[[ Entries provided, beginning ]]
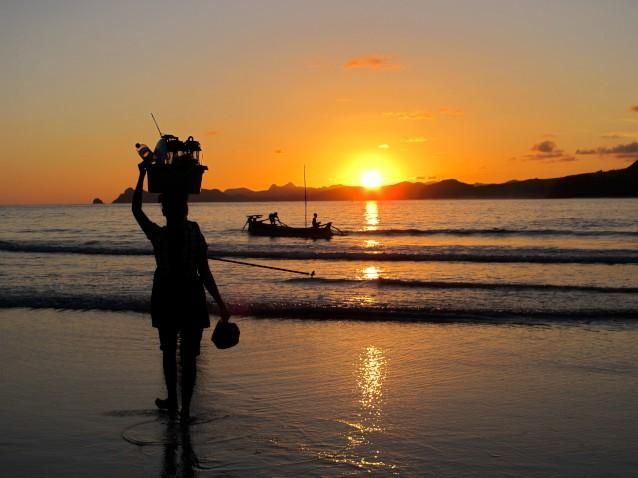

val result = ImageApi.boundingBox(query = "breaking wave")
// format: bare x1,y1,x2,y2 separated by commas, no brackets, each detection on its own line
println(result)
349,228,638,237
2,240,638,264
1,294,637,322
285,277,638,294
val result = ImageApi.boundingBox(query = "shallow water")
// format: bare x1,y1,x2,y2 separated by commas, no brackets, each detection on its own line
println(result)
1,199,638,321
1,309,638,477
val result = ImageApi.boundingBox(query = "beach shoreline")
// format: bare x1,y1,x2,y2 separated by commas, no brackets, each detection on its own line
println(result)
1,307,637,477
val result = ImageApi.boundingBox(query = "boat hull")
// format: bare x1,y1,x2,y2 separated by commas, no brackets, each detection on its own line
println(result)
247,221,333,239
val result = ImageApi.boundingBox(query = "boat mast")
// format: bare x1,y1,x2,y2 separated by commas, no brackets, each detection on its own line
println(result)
[[ Entries provided, end ]]
#### Exercise:
Please go through the data and copy each line containing the word "boat".

#### Problem solution:
val result = ImageApi.boundingBox(query = "boat hull")
val result = ImageApi.boundingBox(query = "boat mast")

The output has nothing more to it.